WHAT TO PRODUCE: Reproduce the passage from the Chile earthquake report word for word, starting at "The U.S. Geological" and ending at "doors and windows.".

TEXT BLOCK:
************

Bachelet said residents were evacuated from coastal areas of Chile's remote Easter Island, a popular tourist destination in the Pacific famous for its towering Moai stone statues.
The U.S. Geological Survey said the earthquake struck 70 miles northeast of Concepcion at a depth of 22 miles.
The capital Santiago, about 200 miles north of the epicenter, was also badly hit. The international airport was closed for at least 24 hours as the quake destroyed passenger walkways and shook glass out of doors and windows.
I thought I'd blown a tire ... but then I saw the highway moving like it was a piece of paper and I realized it was something much worse, said one man who was forced to abandon his car on a wrecked highway overpass.
Chile's Codelco, the world's largest copper producer, suspended operations at its El Teniente and Andina mines, but reported no major damage and said it expected the mines to be up and running in the coming hours.
Production was halted at the Los Bronces and El Soldado copper mines, owned by Anglo American Plc, but Chile's biggest copper mine, Escondida, was operating normally.

************

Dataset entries
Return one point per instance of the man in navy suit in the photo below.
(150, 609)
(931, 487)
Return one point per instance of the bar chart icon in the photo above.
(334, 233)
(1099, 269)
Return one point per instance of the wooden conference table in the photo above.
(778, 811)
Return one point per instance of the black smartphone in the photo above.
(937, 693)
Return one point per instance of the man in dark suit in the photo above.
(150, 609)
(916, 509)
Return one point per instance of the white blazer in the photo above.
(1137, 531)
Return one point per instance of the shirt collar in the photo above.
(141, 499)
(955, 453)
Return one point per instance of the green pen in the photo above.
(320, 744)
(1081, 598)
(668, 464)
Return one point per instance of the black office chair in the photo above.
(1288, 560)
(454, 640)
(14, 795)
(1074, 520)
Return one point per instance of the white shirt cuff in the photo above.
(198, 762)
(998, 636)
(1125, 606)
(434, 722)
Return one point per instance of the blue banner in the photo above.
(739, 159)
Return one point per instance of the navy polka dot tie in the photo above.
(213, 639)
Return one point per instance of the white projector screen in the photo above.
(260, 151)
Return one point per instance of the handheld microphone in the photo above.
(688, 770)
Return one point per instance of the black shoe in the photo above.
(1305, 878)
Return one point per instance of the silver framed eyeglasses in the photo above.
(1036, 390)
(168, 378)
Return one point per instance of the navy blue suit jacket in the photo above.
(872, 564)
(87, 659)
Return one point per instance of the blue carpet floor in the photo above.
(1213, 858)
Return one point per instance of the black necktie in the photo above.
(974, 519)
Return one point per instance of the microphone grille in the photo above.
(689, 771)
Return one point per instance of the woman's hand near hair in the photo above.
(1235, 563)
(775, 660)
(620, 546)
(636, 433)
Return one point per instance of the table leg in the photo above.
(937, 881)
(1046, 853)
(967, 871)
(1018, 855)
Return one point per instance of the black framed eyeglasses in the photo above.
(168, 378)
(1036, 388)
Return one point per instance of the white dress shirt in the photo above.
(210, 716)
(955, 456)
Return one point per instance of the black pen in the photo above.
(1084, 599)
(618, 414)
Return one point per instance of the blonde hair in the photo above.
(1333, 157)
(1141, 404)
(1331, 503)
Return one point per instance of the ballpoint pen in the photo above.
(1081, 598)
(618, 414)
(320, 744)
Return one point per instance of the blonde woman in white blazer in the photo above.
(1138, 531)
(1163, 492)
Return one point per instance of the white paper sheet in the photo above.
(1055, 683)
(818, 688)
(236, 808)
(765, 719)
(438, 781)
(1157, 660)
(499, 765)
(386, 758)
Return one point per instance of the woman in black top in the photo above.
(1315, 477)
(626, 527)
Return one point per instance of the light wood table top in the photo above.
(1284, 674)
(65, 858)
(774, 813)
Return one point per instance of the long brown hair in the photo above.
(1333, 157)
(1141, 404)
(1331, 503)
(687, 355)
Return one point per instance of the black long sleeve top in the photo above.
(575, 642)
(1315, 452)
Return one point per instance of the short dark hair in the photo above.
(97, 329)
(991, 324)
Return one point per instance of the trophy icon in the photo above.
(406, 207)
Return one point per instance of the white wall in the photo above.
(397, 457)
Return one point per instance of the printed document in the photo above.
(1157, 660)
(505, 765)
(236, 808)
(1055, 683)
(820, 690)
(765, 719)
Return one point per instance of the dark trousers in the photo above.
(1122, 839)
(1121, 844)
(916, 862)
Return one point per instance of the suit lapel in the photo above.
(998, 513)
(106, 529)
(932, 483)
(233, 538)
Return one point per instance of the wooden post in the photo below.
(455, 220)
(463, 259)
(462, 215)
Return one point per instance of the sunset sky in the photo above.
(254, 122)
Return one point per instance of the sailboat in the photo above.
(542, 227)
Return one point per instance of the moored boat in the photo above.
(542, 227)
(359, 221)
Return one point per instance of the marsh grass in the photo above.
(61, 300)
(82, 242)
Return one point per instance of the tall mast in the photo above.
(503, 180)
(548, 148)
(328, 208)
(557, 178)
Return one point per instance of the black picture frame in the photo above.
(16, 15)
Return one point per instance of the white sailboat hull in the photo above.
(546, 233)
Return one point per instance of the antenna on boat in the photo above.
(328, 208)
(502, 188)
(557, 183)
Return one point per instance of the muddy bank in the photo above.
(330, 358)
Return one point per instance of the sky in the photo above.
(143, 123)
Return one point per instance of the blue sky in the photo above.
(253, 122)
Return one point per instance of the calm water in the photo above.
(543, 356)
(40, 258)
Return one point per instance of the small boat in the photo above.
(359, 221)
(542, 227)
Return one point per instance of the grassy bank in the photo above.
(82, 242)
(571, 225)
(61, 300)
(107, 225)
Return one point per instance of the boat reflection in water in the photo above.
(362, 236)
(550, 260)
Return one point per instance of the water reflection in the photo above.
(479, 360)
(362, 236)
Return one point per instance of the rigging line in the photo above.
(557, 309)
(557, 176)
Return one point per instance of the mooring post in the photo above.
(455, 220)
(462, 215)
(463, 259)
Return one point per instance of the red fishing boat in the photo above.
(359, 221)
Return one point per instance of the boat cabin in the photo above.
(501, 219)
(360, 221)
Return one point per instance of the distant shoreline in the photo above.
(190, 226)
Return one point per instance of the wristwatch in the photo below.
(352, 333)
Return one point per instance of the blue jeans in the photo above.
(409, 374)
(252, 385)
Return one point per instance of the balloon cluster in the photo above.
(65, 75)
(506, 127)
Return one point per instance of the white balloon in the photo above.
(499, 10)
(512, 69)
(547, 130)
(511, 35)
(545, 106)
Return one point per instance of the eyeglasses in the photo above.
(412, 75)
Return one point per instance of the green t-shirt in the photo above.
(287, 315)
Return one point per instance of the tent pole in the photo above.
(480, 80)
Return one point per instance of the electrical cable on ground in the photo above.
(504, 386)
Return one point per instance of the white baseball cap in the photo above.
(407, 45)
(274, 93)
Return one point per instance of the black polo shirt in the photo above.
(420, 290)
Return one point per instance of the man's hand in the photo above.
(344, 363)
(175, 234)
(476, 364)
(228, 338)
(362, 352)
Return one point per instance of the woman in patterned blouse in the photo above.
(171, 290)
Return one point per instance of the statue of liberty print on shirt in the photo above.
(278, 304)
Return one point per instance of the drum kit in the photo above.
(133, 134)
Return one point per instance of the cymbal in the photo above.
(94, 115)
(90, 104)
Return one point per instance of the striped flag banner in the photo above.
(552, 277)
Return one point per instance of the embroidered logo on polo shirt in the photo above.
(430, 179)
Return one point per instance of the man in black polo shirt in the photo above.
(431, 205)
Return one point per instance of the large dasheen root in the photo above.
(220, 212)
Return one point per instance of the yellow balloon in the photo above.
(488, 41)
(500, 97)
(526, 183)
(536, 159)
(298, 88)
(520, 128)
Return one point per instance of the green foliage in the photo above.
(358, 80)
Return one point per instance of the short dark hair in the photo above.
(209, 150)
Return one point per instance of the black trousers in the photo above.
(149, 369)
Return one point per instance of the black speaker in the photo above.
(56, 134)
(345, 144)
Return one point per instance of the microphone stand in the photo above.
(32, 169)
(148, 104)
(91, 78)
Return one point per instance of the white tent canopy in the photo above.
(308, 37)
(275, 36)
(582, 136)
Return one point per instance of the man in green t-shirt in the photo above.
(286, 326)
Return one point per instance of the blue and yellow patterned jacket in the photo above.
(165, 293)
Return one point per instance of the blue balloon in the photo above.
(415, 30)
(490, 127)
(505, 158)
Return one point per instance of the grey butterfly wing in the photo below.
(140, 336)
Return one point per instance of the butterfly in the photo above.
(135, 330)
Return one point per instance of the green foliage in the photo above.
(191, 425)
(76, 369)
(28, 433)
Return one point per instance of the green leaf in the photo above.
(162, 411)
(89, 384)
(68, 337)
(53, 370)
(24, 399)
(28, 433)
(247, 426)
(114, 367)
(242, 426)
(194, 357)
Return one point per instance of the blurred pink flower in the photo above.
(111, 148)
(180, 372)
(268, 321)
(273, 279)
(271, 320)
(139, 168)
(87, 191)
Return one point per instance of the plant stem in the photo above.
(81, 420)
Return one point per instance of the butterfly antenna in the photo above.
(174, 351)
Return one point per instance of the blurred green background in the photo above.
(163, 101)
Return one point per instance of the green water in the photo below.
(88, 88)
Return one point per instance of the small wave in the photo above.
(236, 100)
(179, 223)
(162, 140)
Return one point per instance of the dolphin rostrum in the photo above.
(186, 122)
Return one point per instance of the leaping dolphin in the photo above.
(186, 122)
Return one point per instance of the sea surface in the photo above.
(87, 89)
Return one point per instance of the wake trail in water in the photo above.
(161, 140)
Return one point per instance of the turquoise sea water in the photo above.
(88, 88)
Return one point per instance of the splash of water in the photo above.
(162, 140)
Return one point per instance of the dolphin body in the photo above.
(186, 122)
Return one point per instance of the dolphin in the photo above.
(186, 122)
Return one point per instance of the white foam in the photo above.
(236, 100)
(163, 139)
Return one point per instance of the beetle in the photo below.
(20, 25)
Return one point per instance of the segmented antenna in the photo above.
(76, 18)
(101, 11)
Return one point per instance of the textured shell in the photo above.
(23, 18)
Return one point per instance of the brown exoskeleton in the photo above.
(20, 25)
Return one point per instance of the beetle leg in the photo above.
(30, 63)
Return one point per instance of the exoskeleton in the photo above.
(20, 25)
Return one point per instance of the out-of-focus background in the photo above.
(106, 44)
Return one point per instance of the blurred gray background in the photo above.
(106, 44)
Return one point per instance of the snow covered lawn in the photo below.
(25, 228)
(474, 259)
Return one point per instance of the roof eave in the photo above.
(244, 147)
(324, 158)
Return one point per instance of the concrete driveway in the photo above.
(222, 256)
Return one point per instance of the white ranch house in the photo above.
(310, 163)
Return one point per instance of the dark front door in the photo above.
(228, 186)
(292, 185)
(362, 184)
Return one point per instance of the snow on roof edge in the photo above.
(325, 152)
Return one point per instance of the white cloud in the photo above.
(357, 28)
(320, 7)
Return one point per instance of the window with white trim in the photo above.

************

TASK RESPONSE:
The U.S. Geological Survey said the earthquake struck 70 miles northeast of Concepcion at a depth of 22 miles.
The capital Santiago, about 200 miles north of the epicenter, was also badly hit. The international airport was closed for at least 24 hours as the quake destroyed passenger walkways and shook glass out of doors and windows.